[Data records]
Segment Open

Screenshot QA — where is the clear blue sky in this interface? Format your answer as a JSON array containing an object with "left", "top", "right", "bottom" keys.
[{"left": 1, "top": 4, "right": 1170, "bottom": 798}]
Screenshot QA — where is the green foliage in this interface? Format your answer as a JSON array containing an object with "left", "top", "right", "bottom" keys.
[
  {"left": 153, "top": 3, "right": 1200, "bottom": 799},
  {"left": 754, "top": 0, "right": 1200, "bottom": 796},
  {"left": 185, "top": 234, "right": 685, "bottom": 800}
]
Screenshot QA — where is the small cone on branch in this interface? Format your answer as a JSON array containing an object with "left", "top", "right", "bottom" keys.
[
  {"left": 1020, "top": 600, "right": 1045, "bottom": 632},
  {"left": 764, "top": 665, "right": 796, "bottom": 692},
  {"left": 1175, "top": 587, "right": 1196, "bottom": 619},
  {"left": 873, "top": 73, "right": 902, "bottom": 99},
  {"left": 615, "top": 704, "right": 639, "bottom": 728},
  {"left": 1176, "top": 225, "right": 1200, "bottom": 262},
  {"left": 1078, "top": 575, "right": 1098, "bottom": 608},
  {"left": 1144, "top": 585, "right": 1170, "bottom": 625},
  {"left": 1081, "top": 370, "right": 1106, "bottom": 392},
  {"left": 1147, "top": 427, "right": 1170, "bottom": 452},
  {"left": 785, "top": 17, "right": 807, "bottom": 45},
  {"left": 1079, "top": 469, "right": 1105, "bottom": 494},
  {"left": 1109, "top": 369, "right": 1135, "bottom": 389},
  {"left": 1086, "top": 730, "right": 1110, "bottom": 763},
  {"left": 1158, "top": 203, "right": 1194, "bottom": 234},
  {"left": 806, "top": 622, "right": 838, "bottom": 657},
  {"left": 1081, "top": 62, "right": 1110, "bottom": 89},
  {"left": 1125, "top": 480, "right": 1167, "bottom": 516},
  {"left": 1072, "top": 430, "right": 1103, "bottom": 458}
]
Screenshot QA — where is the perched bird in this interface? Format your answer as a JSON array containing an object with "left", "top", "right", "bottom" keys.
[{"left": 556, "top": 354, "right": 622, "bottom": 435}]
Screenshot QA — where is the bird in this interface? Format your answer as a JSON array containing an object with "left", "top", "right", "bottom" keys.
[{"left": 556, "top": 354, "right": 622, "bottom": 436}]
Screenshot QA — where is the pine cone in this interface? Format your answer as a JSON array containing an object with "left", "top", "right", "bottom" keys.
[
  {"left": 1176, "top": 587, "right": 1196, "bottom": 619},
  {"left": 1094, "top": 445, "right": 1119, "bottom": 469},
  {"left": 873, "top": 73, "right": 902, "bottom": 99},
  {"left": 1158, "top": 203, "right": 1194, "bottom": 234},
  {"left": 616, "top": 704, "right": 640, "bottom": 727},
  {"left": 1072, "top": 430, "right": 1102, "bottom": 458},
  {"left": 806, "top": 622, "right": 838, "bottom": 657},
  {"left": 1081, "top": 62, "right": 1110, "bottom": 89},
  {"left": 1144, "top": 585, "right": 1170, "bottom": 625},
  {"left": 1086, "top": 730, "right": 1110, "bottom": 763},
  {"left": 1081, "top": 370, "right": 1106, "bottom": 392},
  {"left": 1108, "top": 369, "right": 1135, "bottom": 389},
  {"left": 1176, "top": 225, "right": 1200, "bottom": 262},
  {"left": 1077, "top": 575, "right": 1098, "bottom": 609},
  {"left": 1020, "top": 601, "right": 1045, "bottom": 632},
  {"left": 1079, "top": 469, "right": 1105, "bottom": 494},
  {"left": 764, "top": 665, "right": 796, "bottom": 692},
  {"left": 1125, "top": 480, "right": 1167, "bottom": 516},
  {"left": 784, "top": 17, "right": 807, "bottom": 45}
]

Segment Closed

▶ _TASK REQUIREMENTS_: Your reply should match the data above exactly, line for line.

▶ _WRITTEN RESPONSE_:
Screenshot QA — where is the clear blue sky in this interface? Format your answer as a JSON array containing an object with "left", "top", "right", "bottom" keys.
[{"left": 1, "top": 4, "right": 1170, "bottom": 798}]
Screenshot QA — where is the green foliage in this interface? Format your answer as a JSON array containing an object with "left", "top", "right", "bottom" keys.
[
  {"left": 153, "top": 3, "right": 1200, "bottom": 799},
  {"left": 754, "top": 0, "right": 1200, "bottom": 796},
  {"left": 185, "top": 234, "right": 685, "bottom": 800}
]
Screenshot QA — where is the small cone on branch in this interface? Format your answer as a JSON array containing an object with "left", "top", "right", "bottom" keys.
[
  {"left": 1020, "top": 600, "right": 1045, "bottom": 632},
  {"left": 764, "top": 665, "right": 796, "bottom": 692},
  {"left": 1175, "top": 587, "right": 1196, "bottom": 619},
  {"left": 873, "top": 73, "right": 902, "bottom": 99},
  {"left": 615, "top": 704, "right": 639, "bottom": 728},
  {"left": 1176, "top": 225, "right": 1200, "bottom": 262},
  {"left": 1078, "top": 575, "right": 1098, "bottom": 608},
  {"left": 1144, "top": 585, "right": 1170, "bottom": 625},
  {"left": 1081, "top": 370, "right": 1106, "bottom": 392},
  {"left": 1147, "top": 427, "right": 1170, "bottom": 452},
  {"left": 785, "top": 17, "right": 807, "bottom": 45},
  {"left": 1079, "top": 469, "right": 1105, "bottom": 494},
  {"left": 1109, "top": 369, "right": 1135, "bottom": 389},
  {"left": 1086, "top": 730, "right": 1110, "bottom": 763},
  {"left": 1158, "top": 203, "right": 1194, "bottom": 234},
  {"left": 806, "top": 622, "right": 838, "bottom": 657},
  {"left": 1081, "top": 62, "right": 1110, "bottom": 89},
  {"left": 1125, "top": 480, "right": 1167, "bottom": 516},
  {"left": 1072, "top": 430, "right": 1103, "bottom": 458}
]
Screenshot QA — where is the perched bird in this interface? Format your answer as a JSON array containing an object with "left", "top", "right", "bottom" keys.
[{"left": 556, "top": 354, "right": 622, "bottom": 435}]
Screenshot QA — where is the bird in this interface? Format your answer as a JSON array containing an object with "left", "top", "right", "bottom" keys.
[{"left": 556, "top": 354, "right": 622, "bottom": 436}]
Screenshot QA — where is the pine cone in this interface? Format your answer as a JSON array containing an object with "left", "top", "right", "bottom" keys.
[
  {"left": 1176, "top": 587, "right": 1196, "bottom": 619},
  {"left": 1094, "top": 445, "right": 1119, "bottom": 469},
  {"left": 873, "top": 73, "right": 902, "bottom": 99},
  {"left": 1158, "top": 203, "right": 1194, "bottom": 234},
  {"left": 616, "top": 704, "right": 640, "bottom": 727},
  {"left": 1072, "top": 430, "right": 1102, "bottom": 458},
  {"left": 806, "top": 622, "right": 838, "bottom": 657},
  {"left": 1081, "top": 62, "right": 1110, "bottom": 89},
  {"left": 1144, "top": 585, "right": 1170, "bottom": 625},
  {"left": 1086, "top": 730, "right": 1110, "bottom": 763},
  {"left": 1081, "top": 370, "right": 1106, "bottom": 392},
  {"left": 1108, "top": 369, "right": 1135, "bottom": 389},
  {"left": 1176, "top": 225, "right": 1200, "bottom": 262},
  {"left": 1077, "top": 575, "right": 1098, "bottom": 609},
  {"left": 1020, "top": 601, "right": 1045, "bottom": 632},
  {"left": 1079, "top": 469, "right": 1105, "bottom": 494},
  {"left": 764, "top": 665, "right": 796, "bottom": 692},
  {"left": 1125, "top": 480, "right": 1167, "bottom": 516},
  {"left": 784, "top": 17, "right": 807, "bottom": 45}
]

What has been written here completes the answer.